• Istruzioni da seguire
Continua l'articolo sull'interrogatorio di Ousseynou Sy, riprendendo subito dopo la sua ultima frase.

• Blocco di testo

§ §

Sy: 'Volevo un impatto internazionale'

Legale, loda politica italiana,per lui nessuno deve venire in Ue

(ANSA) - MILANO, 22 MAR - Ousseynou Sy, l'autista che due giorni fa ha sequestrato un bus con 51 a bordo e gli ha dato fuoco, voleva fare "un'azione dimostrativa" e avere "non un impatto nazionale ma un massimo impatto internazionale". Lo ha riferito il suo legale, Davide Lacchini, al termine dell'interrogatorio spiegando che l'uomo davanti al gip "ha lodato la politica italiana sulle migrazioni" e che il suo messaggio era "nessuno dall'Africa deve venire in Europa". Sempre secondo il suo avvocato, Sy, ha mostrato "evidenti segni di squilibrio" durante l'interrogatorio in carcere e ha fatto anche alcune "invocazioni".

§ §

• Materiale fornito
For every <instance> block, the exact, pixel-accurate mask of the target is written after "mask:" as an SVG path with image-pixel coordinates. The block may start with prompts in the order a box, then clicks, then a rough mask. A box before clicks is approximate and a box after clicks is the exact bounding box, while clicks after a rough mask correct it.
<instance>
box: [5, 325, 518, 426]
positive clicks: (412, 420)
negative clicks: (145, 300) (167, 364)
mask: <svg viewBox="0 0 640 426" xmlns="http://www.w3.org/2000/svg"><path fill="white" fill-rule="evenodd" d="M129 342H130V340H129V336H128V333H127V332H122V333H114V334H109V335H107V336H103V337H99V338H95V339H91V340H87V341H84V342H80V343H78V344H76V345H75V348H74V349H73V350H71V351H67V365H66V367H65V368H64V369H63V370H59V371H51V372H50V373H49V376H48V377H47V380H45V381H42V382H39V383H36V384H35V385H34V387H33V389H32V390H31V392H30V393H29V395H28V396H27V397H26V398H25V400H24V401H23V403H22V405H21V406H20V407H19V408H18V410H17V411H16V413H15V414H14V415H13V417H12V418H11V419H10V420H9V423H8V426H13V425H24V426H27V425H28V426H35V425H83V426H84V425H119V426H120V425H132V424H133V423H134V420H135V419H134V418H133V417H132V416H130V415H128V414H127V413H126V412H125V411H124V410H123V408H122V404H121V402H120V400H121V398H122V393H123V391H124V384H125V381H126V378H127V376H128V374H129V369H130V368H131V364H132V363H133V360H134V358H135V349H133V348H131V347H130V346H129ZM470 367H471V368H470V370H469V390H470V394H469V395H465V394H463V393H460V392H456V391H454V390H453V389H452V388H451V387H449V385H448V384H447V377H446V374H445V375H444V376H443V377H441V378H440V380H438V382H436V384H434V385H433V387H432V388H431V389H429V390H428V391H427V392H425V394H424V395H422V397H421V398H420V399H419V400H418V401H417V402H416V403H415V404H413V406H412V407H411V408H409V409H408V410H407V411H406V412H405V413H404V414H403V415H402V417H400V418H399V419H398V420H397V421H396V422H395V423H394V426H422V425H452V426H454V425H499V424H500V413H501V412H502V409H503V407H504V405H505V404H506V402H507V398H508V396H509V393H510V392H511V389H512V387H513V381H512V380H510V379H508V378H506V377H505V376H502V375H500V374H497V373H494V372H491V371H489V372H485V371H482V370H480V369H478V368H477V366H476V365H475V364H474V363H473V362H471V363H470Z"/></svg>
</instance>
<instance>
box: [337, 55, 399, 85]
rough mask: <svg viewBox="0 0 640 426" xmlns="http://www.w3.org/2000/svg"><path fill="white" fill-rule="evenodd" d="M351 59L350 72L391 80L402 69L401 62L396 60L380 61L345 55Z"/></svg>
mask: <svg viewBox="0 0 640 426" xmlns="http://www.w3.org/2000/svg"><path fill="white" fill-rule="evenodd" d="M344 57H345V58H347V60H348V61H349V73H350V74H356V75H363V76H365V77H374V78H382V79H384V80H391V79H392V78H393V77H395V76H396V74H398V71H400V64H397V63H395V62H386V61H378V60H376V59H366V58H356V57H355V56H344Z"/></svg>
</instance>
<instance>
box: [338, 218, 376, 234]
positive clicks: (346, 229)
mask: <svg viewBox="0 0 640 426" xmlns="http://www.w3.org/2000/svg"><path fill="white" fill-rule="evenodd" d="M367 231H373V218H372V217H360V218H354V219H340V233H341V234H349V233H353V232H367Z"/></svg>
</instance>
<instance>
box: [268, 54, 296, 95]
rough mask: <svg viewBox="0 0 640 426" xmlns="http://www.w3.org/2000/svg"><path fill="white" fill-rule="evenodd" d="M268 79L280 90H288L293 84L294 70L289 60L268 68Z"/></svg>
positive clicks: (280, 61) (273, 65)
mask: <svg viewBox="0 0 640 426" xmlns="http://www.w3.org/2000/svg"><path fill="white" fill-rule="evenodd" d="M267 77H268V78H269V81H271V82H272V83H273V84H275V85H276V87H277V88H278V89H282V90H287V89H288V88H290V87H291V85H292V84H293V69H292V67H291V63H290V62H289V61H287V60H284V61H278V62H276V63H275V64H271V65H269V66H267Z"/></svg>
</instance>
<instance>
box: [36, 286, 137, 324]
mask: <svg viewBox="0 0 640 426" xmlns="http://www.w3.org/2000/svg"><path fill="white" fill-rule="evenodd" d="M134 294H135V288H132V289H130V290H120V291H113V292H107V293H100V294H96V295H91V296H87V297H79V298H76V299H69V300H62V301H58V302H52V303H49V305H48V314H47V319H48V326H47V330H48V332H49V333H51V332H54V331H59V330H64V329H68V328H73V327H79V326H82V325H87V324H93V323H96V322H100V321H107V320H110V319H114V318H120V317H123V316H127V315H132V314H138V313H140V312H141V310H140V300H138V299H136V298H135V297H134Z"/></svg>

§ §

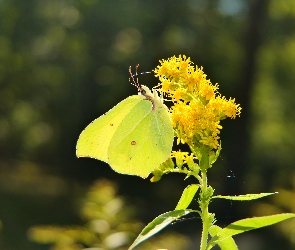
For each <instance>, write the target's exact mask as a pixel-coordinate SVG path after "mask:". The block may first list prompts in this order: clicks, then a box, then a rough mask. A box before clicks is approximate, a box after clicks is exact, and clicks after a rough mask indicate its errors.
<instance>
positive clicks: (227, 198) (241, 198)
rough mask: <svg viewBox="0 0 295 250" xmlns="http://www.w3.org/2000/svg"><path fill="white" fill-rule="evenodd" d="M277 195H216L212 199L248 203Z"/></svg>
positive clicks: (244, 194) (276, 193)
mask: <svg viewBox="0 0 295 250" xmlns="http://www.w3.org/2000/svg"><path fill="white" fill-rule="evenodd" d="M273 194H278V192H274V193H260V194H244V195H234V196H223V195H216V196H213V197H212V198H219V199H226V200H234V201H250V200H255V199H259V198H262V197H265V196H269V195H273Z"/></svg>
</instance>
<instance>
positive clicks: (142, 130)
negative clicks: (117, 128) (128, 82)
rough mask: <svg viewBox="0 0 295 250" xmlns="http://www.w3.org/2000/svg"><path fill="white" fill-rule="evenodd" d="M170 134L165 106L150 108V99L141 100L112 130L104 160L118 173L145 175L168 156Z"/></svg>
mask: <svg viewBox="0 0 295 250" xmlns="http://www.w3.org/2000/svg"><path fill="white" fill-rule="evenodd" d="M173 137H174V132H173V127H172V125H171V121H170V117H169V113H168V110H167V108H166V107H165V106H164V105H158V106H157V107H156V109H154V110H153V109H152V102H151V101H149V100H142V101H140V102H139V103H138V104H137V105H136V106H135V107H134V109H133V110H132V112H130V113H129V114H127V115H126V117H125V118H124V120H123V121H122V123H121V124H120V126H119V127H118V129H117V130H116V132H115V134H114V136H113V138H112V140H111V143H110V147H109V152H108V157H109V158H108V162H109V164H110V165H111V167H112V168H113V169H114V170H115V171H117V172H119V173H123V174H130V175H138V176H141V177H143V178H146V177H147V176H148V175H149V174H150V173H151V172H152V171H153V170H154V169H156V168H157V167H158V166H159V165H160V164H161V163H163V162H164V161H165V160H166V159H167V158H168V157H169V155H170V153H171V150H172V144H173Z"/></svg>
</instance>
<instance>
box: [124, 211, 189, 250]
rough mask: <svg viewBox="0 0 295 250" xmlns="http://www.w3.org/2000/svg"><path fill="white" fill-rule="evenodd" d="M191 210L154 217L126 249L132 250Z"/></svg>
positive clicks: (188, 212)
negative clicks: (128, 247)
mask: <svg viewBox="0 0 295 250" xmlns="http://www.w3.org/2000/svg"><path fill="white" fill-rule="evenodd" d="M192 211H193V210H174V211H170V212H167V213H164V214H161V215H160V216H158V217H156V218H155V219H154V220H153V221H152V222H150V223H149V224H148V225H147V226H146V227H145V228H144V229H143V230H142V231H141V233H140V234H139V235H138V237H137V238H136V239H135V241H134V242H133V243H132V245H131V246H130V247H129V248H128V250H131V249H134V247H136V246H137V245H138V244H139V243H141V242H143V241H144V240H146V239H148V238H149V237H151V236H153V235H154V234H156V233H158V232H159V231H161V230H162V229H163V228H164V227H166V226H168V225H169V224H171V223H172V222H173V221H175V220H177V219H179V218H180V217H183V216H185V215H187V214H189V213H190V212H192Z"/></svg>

§ §

• Esito del compito
'Ho sentito la voce dei bimbi morti in mare'
Ha agito dopo aver sentito dalle "voci dei bambini che stavano morendo nel Mediterraneo" che gli avrebbero chiesto di fare qualcosa di "clamoroso affinché questo non accada più". Sono le parole di Ousseynou Sy, l'autista che due giorni fa ha sequestrato un bus con 51 a bordo e gli ha dato fuoco, durante l'interrogatorio di garanzia davanti al gip questo pomeriggio a San Vittore. Da quanto si è appreso dopo l'interrogatorio di garanzia di questo pomeriggio a San Vittore, l'uomo avrebbe detto al giudice che l'intento del suo gesto era "cambiare la politica italiana e mondiale sull'immigrazione", ovvero "fare sì che gli africani restino in Africa, ma che venga accolto in Europa chi è in viaggio".